_Task prompt_
Return the exact lines spanning from the line with "the black fascinator" through the last line of the entries, boundaries included, and no others.

_Dataset excerpts_
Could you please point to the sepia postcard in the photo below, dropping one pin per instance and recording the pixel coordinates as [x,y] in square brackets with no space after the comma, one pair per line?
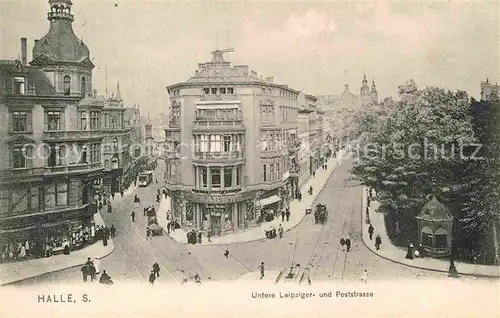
[249,158]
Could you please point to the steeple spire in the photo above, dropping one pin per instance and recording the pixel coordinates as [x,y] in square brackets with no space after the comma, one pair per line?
[118,93]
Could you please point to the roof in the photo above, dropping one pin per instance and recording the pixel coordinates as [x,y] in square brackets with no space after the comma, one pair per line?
[435,211]
[36,78]
[61,44]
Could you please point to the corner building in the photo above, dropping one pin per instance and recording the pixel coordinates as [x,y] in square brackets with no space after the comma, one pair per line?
[50,145]
[231,147]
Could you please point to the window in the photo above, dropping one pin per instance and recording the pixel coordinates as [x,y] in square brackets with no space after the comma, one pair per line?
[94,120]
[67,85]
[95,153]
[215,143]
[203,143]
[238,175]
[84,87]
[56,195]
[83,120]
[19,86]
[228,177]
[21,121]
[227,143]
[215,177]
[203,177]
[53,121]
[18,157]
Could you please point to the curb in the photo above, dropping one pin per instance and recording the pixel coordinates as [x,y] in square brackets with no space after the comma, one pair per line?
[404,264]
[57,270]
[264,238]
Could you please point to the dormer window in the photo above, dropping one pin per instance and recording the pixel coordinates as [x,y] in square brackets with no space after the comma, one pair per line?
[19,86]
[67,85]
[84,87]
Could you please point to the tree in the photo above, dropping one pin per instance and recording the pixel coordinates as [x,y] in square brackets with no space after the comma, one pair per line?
[413,152]
[481,199]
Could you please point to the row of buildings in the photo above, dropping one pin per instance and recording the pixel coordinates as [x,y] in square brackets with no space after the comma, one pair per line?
[238,143]
[63,148]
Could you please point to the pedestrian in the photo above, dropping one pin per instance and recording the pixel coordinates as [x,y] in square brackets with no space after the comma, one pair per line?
[156,269]
[262,270]
[364,276]
[97,265]
[409,252]
[378,242]
[152,278]
[348,243]
[84,273]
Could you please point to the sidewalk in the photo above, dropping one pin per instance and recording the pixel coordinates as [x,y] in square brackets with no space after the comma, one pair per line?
[16,271]
[297,213]
[397,255]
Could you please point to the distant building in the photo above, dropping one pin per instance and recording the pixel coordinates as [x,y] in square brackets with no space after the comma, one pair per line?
[489,91]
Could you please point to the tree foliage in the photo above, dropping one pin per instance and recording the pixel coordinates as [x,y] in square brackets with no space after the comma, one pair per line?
[411,150]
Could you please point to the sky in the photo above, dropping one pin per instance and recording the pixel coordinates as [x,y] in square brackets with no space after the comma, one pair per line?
[316,47]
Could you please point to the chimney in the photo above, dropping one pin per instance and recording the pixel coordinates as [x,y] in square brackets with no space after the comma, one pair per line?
[24,51]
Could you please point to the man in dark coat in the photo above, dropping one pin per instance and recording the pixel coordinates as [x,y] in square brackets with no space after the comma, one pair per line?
[378,242]
[156,269]
[348,244]
[370,231]
[152,278]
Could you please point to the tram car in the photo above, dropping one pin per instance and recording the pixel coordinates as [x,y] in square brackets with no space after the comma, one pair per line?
[320,214]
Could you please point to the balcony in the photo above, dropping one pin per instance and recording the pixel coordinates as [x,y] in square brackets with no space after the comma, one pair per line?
[74,168]
[218,97]
[205,124]
[72,135]
[272,153]
[219,156]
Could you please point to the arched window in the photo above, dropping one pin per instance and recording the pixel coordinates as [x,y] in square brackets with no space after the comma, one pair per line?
[84,87]
[67,85]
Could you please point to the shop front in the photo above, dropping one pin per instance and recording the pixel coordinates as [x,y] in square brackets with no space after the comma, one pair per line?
[45,234]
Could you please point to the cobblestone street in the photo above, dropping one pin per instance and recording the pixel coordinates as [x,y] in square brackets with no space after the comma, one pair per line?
[310,245]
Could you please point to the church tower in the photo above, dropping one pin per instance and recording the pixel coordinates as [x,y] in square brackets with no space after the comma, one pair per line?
[63,57]
[374,94]
[364,92]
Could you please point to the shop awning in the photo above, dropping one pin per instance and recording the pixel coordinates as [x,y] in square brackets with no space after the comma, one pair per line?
[270,200]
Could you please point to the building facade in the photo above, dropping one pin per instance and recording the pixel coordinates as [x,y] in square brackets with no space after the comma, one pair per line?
[50,143]
[230,147]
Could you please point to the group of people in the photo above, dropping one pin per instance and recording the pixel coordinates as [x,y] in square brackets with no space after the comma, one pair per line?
[271,233]
[92,268]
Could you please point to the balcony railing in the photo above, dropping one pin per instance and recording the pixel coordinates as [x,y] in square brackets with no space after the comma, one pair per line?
[223,155]
[72,135]
[218,97]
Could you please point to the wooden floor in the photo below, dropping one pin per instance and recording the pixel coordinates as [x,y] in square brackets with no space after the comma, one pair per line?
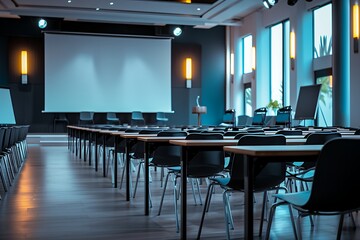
[58,196]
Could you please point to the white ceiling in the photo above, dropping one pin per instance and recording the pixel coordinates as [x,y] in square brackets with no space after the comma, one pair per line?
[201,14]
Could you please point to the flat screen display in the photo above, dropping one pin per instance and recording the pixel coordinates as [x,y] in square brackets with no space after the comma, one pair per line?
[307,102]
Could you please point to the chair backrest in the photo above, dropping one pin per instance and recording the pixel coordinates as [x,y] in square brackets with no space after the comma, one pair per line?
[321,137]
[160,116]
[241,134]
[283,116]
[259,116]
[229,116]
[205,163]
[168,155]
[336,180]
[289,132]
[267,175]
[86,118]
[318,138]
[243,120]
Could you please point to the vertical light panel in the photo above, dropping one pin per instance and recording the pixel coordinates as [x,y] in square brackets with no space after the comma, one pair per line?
[356,27]
[232,64]
[253,59]
[188,75]
[292,49]
[24,69]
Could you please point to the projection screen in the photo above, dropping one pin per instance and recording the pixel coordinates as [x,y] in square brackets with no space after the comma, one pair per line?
[103,73]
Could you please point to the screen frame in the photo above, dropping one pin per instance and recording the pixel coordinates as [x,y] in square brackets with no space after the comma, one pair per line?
[309,97]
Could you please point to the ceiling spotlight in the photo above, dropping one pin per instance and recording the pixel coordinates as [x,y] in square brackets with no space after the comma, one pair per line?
[269,3]
[292,2]
[177,31]
[42,23]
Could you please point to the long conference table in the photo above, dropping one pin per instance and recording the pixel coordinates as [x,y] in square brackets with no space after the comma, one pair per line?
[295,148]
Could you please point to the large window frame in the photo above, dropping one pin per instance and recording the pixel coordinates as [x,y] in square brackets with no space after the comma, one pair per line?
[280,89]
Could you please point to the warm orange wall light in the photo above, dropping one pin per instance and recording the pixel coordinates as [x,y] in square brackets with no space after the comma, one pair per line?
[356,27]
[188,75]
[24,64]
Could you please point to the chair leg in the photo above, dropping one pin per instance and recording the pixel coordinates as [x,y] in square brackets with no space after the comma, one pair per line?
[176,207]
[299,233]
[262,213]
[137,177]
[205,208]
[226,213]
[163,194]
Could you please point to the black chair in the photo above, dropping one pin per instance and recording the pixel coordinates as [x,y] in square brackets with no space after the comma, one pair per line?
[259,116]
[334,188]
[268,176]
[304,171]
[289,132]
[202,164]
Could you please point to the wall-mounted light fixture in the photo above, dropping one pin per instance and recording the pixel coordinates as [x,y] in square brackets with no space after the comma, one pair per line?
[232,64]
[24,67]
[269,3]
[253,58]
[292,50]
[356,27]
[42,23]
[188,74]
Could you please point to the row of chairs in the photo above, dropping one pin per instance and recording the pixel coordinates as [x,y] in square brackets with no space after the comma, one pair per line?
[211,166]
[13,150]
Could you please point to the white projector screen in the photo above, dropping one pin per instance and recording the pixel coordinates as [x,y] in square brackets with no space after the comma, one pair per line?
[6,108]
[103,73]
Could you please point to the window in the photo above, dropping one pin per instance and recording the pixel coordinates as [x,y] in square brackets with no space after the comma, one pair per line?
[324,114]
[279,63]
[323,31]
[247,54]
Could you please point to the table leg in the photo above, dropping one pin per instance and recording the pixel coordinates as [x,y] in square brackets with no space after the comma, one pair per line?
[116,143]
[96,151]
[104,156]
[127,152]
[249,204]
[184,159]
[147,182]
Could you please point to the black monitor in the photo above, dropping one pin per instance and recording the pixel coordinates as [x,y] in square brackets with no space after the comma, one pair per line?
[307,102]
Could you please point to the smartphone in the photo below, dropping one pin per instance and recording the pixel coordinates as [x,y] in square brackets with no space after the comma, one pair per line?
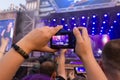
[63,39]
[79,69]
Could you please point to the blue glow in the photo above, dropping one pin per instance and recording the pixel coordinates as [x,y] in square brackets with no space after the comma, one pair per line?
[105,15]
[84,23]
[94,16]
[109,30]
[104,22]
[111,27]
[101,30]
[54,19]
[115,21]
[118,14]
[93,28]
[66,24]
[83,17]
[94,23]
[102,27]
[75,24]
[73,18]
[63,19]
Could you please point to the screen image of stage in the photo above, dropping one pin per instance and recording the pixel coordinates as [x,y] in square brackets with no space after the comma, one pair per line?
[7,31]
[76,5]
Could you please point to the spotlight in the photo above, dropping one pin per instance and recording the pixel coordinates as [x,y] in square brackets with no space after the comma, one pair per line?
[94,23]
[101,30]
[63,19]
[118,14]
[105,15]
[54,19]
[73,18]
[66,24]
[115,21]
[94,16]
[75,24]
[111,27]
[93,28]
[84,24]
[104,22]
[109,30]
[83,17]
[101,27]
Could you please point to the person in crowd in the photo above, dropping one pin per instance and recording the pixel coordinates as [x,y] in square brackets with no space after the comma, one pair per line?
[3,46]
[20,51]
[111,59]
[61,73]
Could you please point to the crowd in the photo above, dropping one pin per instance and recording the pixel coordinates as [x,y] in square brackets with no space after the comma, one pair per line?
[110,69]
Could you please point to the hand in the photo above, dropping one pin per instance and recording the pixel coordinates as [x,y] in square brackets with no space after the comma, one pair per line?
[71,75]
[4,41]
[83,44]
[38,39]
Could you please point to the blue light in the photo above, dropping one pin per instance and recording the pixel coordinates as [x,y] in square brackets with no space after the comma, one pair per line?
[118,14]
[54,19]
[94,23]
[101,30]
[63,19]
[109,30]
[73,18]
[75,24]
[102,27]
[84,24]
[100,33]
[93,28]
[111,27]
[66,24]
[104,22]
[94,16]
[115,21]
[105,15]
[83,17]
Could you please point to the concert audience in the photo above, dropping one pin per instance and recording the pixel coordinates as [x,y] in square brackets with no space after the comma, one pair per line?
[13,59]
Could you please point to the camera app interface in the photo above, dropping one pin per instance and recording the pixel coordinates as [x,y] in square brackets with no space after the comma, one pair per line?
[62,40]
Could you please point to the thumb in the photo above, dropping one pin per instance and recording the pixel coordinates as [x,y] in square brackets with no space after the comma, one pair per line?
[77,34]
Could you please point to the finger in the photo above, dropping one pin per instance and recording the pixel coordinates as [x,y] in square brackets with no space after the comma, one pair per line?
[77,34]
[84,32]
[55,30]
[48,49]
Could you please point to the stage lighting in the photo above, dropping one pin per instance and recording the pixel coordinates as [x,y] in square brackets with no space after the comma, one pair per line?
[93,28]
[104,22]
[83,17]
[111,27]
[105,15]
[94,16]
[93,23]
[63,19]
[115,21]
[73,18]
[54,19]
[66,24]
[84,24]
[118,14]
[102,27]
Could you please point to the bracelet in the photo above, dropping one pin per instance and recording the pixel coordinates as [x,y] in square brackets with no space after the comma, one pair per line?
[20,51]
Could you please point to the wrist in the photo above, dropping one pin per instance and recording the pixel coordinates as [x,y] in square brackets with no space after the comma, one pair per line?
[24,45]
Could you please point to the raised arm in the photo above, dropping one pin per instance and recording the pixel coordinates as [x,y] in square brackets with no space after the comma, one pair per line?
[35,40]
[61,64]
[84,51]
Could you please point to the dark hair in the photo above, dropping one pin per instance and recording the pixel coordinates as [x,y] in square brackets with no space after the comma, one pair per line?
[48,67]
[111,54]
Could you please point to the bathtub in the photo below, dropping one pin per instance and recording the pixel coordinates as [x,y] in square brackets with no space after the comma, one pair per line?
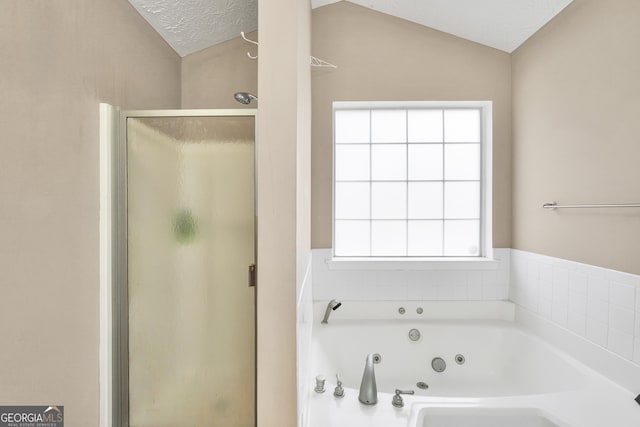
[495,372]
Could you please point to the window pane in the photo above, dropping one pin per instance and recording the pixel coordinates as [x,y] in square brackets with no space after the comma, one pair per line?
[425,238]
[461,161]
[352,162]
[389,162]
[389,200]
[425,125]
[352,238]
[425,162]
[388,238]
[425,200]
[462,200]
[352,126]
[462,125]
[389,126]
[352,200]
[461,238]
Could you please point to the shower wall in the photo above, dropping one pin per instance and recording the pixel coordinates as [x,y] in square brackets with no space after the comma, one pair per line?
[191,240]
[59,59]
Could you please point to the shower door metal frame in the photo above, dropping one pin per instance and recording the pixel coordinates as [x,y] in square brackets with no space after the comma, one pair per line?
[120,266]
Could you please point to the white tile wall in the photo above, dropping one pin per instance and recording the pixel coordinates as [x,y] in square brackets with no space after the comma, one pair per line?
[390,285]
[598,304]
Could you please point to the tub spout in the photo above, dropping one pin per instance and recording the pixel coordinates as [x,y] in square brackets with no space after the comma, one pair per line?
[368,389]
[333,305]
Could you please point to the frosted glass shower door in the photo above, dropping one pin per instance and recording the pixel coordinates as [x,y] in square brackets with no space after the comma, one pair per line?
[190,242]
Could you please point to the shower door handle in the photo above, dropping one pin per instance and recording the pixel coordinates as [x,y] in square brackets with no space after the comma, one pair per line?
[252,275]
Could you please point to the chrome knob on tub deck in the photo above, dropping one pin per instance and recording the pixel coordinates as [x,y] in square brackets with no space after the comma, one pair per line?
[368,389]
[397,399]
[333,305]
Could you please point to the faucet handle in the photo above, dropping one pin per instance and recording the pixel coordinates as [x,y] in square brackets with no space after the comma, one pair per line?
[397,399]
[339,390]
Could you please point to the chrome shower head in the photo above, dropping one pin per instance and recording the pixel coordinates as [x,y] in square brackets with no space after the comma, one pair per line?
[244,97]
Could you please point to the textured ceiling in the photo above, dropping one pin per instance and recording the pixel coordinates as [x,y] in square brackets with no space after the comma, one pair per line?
[192,25]
[502,24]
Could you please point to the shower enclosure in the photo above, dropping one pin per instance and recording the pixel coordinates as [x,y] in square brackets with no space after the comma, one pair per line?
[184,305]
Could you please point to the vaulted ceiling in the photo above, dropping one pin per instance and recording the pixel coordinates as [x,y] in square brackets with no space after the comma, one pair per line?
[192,25]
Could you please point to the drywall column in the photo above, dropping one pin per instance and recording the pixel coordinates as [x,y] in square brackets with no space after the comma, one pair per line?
[283,135]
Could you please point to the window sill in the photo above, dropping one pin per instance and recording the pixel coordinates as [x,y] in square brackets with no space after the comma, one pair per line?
[370,263]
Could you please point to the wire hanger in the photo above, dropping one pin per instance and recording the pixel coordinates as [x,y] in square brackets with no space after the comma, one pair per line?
[250,41]
[315,62]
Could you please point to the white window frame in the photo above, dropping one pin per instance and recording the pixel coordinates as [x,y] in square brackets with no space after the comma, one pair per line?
[485,259]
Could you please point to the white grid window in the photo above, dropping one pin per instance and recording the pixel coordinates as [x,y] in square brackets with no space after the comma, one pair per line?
[408,179]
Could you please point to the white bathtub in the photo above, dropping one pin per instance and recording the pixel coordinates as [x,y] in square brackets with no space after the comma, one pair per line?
[505,369]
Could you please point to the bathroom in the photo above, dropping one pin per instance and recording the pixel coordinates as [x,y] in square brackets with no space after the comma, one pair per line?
[565,130]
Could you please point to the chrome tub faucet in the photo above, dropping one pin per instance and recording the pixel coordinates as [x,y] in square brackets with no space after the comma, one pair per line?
[333,305]
[368,388]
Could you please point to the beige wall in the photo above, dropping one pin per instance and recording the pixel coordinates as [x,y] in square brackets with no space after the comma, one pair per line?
[576,104]
[211,76]
[385,58]
[283,140]
[59,59]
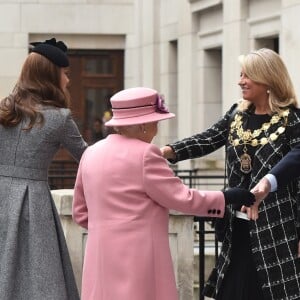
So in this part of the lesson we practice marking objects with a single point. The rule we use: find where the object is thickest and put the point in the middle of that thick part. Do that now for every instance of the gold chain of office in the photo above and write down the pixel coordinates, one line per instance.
(247, 137)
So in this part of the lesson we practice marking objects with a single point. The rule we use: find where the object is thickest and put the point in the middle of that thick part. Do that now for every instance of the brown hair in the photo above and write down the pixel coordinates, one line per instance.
(39, 85)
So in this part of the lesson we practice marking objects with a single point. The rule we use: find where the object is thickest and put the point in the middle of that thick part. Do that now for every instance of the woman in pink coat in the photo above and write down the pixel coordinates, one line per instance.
(123, 192)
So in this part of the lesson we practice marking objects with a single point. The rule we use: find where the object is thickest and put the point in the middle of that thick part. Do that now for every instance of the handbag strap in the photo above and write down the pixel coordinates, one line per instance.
(231, 116)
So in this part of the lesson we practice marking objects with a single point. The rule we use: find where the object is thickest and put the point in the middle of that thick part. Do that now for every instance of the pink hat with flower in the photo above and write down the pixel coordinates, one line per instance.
(137, 106)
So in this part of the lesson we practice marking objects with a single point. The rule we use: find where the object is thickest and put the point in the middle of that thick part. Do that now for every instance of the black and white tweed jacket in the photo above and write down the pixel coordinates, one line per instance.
(274, 235)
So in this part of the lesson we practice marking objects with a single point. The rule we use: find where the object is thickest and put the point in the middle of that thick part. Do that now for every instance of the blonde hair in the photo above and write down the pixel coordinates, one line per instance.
(266, 67)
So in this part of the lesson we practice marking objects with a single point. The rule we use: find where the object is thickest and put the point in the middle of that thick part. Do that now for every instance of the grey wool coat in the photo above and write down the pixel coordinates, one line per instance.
(274, 236)
(34, 259)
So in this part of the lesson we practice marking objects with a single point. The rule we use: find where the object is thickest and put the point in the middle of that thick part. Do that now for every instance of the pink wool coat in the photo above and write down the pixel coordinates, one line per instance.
(123, 192)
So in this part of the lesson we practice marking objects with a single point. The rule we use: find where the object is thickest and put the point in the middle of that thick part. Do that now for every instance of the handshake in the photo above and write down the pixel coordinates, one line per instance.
(249, 200)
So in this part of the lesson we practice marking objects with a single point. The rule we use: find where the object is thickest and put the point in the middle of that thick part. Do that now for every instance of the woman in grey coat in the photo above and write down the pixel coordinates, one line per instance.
(34, 122)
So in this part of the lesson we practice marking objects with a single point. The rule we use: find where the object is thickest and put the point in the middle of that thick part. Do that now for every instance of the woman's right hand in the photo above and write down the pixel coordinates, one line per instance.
(167, 152)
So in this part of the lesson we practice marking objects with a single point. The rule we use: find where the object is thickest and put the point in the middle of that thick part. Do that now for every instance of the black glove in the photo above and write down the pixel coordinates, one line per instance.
(238, 196)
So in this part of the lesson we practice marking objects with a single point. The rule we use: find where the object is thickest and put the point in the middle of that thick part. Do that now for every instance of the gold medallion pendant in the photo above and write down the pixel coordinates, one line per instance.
(245, 161)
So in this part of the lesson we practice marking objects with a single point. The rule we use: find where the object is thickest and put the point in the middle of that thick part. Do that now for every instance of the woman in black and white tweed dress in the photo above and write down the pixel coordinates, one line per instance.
(259, 257)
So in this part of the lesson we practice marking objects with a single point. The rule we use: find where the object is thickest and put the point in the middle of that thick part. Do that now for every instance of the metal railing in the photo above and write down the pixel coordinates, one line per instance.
(62, 175)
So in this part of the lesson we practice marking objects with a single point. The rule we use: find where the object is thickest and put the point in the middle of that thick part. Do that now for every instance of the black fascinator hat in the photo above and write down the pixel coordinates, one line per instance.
(53, 50)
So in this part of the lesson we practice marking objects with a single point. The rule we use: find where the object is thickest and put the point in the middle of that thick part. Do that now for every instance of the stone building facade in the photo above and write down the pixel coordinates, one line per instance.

_Your response_
So in this part of the lesson we practice marking objects with a single point. The rule we use: find where the object is thickest and put the point in the middle of that thick part. Do that now for every instance of the black fascinator hat in the photo above and write down the pixel coordinates, one line per instance.
(53, 50)
So in this part of the lesson we practice marking objects with a single point. The rule we use: find where the object is thickest and put the point in the middle of that thick part. Do that now for every instance of the stone building facade in the photo above and write down the pixel coordinates, one line per instance.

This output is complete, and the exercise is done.